begin SUPPLIED INFORMATION

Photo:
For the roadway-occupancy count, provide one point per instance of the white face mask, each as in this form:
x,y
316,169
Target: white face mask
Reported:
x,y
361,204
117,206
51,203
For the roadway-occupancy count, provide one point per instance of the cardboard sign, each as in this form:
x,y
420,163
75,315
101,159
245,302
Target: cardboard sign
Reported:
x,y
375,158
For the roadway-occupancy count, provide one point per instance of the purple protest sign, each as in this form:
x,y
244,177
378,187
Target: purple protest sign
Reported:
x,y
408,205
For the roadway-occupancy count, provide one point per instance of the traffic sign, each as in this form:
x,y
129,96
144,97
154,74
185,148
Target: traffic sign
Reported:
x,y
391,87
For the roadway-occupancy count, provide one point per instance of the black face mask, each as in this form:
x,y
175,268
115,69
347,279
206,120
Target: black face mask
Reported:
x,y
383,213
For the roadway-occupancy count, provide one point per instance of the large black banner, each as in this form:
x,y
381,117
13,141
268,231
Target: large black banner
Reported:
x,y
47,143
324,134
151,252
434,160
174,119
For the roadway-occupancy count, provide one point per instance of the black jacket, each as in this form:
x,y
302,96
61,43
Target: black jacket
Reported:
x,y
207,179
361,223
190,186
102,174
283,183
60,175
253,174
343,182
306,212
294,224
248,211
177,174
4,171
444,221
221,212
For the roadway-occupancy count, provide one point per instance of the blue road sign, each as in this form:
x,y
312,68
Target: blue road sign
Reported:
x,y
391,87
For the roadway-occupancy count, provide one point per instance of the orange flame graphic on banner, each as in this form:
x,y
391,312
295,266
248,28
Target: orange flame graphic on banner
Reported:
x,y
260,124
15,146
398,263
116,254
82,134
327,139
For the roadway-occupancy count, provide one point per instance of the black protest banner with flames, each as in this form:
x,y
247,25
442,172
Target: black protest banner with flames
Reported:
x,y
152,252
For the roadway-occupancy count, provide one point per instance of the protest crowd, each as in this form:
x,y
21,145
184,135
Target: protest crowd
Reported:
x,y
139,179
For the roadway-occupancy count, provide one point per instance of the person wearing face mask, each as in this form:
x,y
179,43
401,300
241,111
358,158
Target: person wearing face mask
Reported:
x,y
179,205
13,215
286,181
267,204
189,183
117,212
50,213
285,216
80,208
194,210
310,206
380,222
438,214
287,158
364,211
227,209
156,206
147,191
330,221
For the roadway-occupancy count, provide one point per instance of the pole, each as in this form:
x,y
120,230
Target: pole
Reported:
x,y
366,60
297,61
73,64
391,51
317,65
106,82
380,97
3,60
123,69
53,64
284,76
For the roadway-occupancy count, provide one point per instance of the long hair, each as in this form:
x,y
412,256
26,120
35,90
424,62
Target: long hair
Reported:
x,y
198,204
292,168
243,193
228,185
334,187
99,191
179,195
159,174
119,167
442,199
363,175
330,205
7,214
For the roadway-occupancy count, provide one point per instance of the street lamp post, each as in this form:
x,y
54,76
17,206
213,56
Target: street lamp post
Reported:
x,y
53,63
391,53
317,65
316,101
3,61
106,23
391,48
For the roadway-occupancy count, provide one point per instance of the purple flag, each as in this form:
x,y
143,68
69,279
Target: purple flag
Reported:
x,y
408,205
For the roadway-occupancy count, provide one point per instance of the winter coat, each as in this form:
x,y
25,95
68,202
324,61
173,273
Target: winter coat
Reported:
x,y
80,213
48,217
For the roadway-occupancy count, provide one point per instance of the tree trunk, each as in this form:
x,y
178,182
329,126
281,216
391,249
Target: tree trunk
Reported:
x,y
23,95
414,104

end SUPPLIED INFORMATION

Write out all the rows again, replacing "roadway-occupancy count" with "crowd-density survey" wherever it occurs and leaving everything else unchanged.

▸ RESPONSE TO THIS EXERCISE
Photo:
For the crowd-density survey, provide one point per instance of the white face mask, each as in this form:
x,y
316,169
Target: white face mask
Reported:
x,y
361,204
117,206
51,203
For the crowd-density survey, provide one point per instance of the cardboard sign, each as in this form:
x,y
420,163
75,315
101,159
245,302
Target: cardboard sign
Reported:
x,y
375,158
For the crowd-density survey, provide one point per instance of the purple protest sign, each as in this form:
x,y
244,177
378,187
Target: purple protest sign
Reported:
x,y
408,205
For the crowd-density survey, provide one point per instance of the traffic sign, each as in this form:
x,y
129,96
144,97
154,74
185,148
Target: traffic sign
Reported:
x,y
391,87
For the crowd-density survey, provide one point per instance of the black face mask, each as in this form:
x,y
175,268
115,69
347,279
206,120
Target: black face mask
Reported:
x,y
383,213
For the crowd-density survey, provide one point per instance of the large black banner, each as in this form:
x,y
381,117
13,141
268,231
Target: large black banner
Reported:
x,y
47,143
324,134
151,252
434,160
174,119
For the crowd-density survey, provide one point per instance of the black jacket, each as in this form:
x,y
302,96
61,43
Target: black jacket
Reported:
x,y
207,179
361,223
190,186
102,174
283,183
60,175
253,174
343,182
306,212
294,224
248,211
177,174
4,171
444,221
221,212
For the crowd-density survey, provide one point per instance of the blue road sign, each as in this form:
x,y
312,68
Target: blue road sign
Reported:
x,y
391,87
For the crowd-density survey, provide one point per instance of the orange flame graphic on banner, each as in this form:
x,y
391,312
295,266
248,28
Target: orange flame graphic on banner
Reported:
x,y
260,124
15,146
398,263
116,254
82,134
327,139
For the crowd-density survey, provide one point per instance of the black protest banner with flames, each as in this form:
x,y
247,25
442,172
Target: black protest banner with flames
Reported:
x,y
152,252
For the crowd-density survey, provide one point per instance of the protest crowd, each as in this form:
x,y
21,145
184,135
Target: protest crowd
Reported:
x,y
139,179
For the crowd-density survey, provide one point per instance of the person wearing face mask, each as in this form:
x,y
179,43
401,300
241,111
358,158
Target: person wearing face mask
Reported:
x,y
179,205
13,215
286,181
267,204
189,183
117,212
50,213
285,216
80,208
194,210
310,206
380,222
438,214
287,158
364,211
227,209
156,206
147,191
330,221
For the crowd-density survey, provide one point per instance of the pole, each as in this form:
x,y
120,230
Target: pole
Reported:
x,y
366,60
297,61
73,64
391,51
317,65
106,82
380,97
3,60
123,69
53,64
284,76
For the crowd-density survey, provide one point per instance of the long hair, each as in this form:
x,y
412,256
26,120
35,90
424,62
Target: long hair
Reported:
x,y
198,204
292,168
243,193
228,185
334,187
99,191
179,195
159,174
119,167
442,199
363,175
330,205
7,214
For the crowd-density survey, provide one point per instance of the street lamp post, each as in this form:
x,y
54,76
17,206
213,56
Target: street lamp post
Reported:
x,y
53,63
391,53
317,65
316,101
3,61
106,23
391,48
For the crowd-density survey, provide one point per instance of the purple flag, each as in this form:
x,y
143,68
69,279
Target: purple flag
Reported:
x,y
408,205
For the crowd-density survey, provide one point per instance of the winter coat, each as in this form:
x,y
25,95
68,202
324,61
173,273
Target: winter coat
Reported:
x,y
80,213
48,217
For the crowd-density survey, provide one point per instance of the tree trunk, each as in this form:
x,y
178,182
329,126
281,216
391,249
Target: tree trunk
Reported:
x,y
23,95
414,104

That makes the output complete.